RECORDS SHOWN
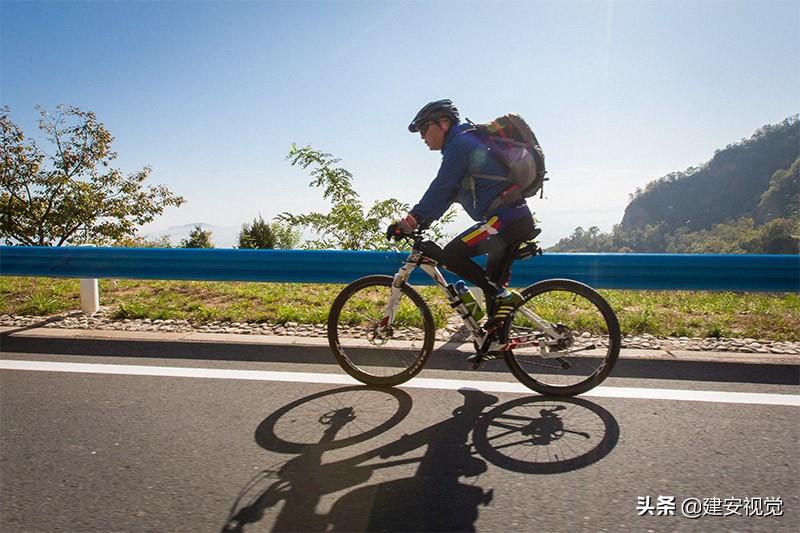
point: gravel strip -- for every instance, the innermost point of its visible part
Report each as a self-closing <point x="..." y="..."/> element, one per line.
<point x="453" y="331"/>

---

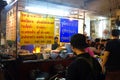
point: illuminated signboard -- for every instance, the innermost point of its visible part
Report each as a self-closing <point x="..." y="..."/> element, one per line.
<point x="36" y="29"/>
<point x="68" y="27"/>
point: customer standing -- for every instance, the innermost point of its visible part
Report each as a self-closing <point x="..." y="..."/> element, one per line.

SHORT PROBLEM
Count the lines of the records above that contain the string "part". Reply with the number alone.

CORRECT ANSWER
3